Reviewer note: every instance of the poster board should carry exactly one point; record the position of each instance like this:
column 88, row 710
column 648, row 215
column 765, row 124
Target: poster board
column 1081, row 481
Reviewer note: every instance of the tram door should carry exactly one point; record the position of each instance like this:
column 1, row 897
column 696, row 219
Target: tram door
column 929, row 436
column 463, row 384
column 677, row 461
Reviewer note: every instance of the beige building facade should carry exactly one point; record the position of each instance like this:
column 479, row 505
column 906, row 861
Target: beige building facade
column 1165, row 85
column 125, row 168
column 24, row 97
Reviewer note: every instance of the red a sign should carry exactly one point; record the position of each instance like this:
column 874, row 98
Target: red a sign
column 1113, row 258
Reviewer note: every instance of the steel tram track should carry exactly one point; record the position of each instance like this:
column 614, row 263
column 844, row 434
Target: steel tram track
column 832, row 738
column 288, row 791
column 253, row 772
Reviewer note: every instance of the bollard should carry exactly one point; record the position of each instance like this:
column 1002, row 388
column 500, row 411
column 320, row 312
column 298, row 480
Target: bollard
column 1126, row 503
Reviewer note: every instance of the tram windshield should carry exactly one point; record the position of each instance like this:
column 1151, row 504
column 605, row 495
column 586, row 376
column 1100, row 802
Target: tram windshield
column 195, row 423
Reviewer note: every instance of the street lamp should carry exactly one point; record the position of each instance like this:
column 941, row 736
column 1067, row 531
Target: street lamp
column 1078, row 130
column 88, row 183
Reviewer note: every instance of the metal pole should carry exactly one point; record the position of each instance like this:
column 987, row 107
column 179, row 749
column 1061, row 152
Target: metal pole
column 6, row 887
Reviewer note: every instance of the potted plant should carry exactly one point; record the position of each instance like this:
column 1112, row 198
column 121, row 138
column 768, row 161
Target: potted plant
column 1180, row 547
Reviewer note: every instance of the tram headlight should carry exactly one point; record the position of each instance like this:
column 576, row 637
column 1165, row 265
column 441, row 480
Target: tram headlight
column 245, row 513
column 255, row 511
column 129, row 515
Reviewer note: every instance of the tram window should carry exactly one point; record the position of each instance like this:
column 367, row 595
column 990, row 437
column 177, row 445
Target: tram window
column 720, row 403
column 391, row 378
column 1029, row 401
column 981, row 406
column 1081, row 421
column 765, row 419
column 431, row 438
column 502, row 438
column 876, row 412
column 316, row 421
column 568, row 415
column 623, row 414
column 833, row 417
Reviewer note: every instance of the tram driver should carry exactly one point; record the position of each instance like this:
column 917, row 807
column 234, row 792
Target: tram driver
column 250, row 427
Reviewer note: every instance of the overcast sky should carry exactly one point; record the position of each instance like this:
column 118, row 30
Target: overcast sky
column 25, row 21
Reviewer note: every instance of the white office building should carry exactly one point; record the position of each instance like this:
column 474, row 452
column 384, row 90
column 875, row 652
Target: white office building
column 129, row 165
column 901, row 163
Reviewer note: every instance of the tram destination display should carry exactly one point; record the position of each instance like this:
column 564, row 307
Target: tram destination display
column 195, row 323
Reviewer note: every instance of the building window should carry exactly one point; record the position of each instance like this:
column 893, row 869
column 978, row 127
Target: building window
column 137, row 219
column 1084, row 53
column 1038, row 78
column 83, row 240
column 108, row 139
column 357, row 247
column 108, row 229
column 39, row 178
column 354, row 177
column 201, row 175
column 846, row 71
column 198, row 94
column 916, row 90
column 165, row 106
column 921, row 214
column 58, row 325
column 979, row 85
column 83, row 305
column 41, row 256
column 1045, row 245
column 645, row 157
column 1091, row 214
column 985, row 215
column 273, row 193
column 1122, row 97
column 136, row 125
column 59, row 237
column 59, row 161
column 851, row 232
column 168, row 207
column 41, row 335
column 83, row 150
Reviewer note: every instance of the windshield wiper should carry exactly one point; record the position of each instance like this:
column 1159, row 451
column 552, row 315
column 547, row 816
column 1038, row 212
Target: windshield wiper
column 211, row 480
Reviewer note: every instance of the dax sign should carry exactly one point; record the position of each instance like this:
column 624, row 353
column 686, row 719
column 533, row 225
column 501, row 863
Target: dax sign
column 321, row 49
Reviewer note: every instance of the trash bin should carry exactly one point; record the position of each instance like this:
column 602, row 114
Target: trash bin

______________________________

__Task objective__.
Return each line of the data above verbatim.

__Your response__.
Reviewer note: every instance of the poster board should carry exactly one point; record the position of each instance like this:
column 88, row 710
column 648, row 215
column 765, row 124
Target: poster board
column 1081, row 481
Reviewer note: every instance of the tram door should carry exactly one point; record the position of each instance like this:
column 1, row 897
column 696, row 219
Target: tram door
column 929, row 436
column 463, row 384
column 677, row 461
Reviewer note: every instance of the beige building facade should carry exactly one point; record the position of each instance like this:
column 479, row 505
column 906, row 861
Target: beige building facade
column 1165, row 85
column 125, row 168
column 24, row 97
Reviewer note: every instance of the red a sign should carry exactly one point; record the position of each instance like this:
column 874, row 98
Target: red a sign
column 1113, row 258
Reviewer note: every instance of the steel tram track should carry exactly one point; record the position of each instance like this:
column 614, row 263
column 844, row 434
Target: steel tram track
column 832, row 738
column 288, row 791
column 253, row 772
Reviewer note: every instance of the bollard should carry exactly one point; record the position of each instance like this:
column 1002, row 388
column 500, row 411
column 320, row 312
column 298, row 480
Target: bollard
column 1126, row 503
Reviewer note: every instance of the tram windshield should carry exactly one point; record the position of each instance like this:
column 1151, row 504
column 605, row 495
column 586, row 376
column 1100, row 802
Target: tram windshield
column 195, row 423
Reviewer note: every instance of the street lamp should carry exactly one point; record the position of each instance like this:
column 941, row 736
column 1067, row 531
Target: street lamp
column 1078, row 130
column 88, row 183
Reviewer note: every instance of the metal pole should carry exactly one point; record the position of each instance like this:
column 987, row 107
column 179, row 749
column 1061, row 152
Target: metal pole
column 6, row 887
Reviewer note: every instance of the potted plant should carry exactly one point; record the position of each instance like this:
column 1112, row 198
column 121, row 138
column 768, row 161
Target: potted plant
column 1180, row 547
Reviewer note: every instance of the tram headlight should carry exactly one point; record the position of each instance like this:
column 576, row 637
column 1165, row 265
column 441, row 480
Target: tram headlight
column 245, row 513
column 255, row 511
column 129, row 515
Reviewer note: every instance of the tram window should carry exactly one point; record the position of each instance like this:
column 367, row 595
column 990, row 437
column 177, row 445
Target: tram window
column 720, row 403
column 391, row 378
column 1029, row 401
column 981, row 406
column 1081, row 421
column 765, row 419
column 431, row 438
column 502, row 438
column 876, row 412
column 316, row 421
column 568, row 415
column 623, row 414
column 833, row 417
Reviewer note: every instance of the tram driver should carry exactly one point; record the position of each instance like this:
column 917, row 807
column 234, row 792
Target: tram driver
column 250, row 427
Reviewer note: every instance of the overcast sky should carry exactly one point; record the position of each instance like this:
column 118, row 30
Target: overcast sky
column 25, row 21
Reviewer note: every instance of the white office building should carry exactly one point; record the position of each instance like this:
column 474, row 452
column 384, row 90
column 875, row 652
Target: white office building
column 129, row 165
column 901, row 163
Reviewer note: every instance of the tram destination display should carry exactly one point; record the position of each instance like this:
column 564, row 307
Target: tram destination display
column 195, row 323
Reviewer note: every instance of the building window should carry exactly one point; record the position of each instance like this:
column 893, row 869
column 978, row 127
Target: building window
column 137, row 219
column 1084, row 53
column 1038, row 78
column 83, row 240
column 108, row 139
column 357, row 247
column 108, row 229
column 39, row 178
column 354, row 177
column 201, row 175
column 846, row 71
column 198, row 94
column 916, row 90
column 165, row 106
column 921, row 214
column 58, row 325
column 979, row 85
column 83, row 305
column 41, row 256
column 1045, row 245
column 645, row 157
column 1091, row 214
column 985, row 215
column 273, row 193
column 1122, row 97
column 136, row 125
column 59, row 237
column 59, row 161
column 851, row 232
column 168, row 207
column 41, row 335
column 83, row 150
Reviewer note: every instance of the windshield wiper should carry exactly one point; record the position of each instance like this:
column 1159, row 451
column 552, row 315
column 547, row 816
column 1038, row 212
Target: windshield wiper
column 211, row 480
Reviewer note: every instance of the dax sign should carry exactly one point; record the position of each instance like this:
column 624, row 353
column 686, row 719
column 533, row 225
column 501, row 863
Target: dax sign
column 321, row 49
Reviewer note: every instance of the trash bin should carry exactly one point; record the position of each instance like this:
column 602, row 114
Target: trash bin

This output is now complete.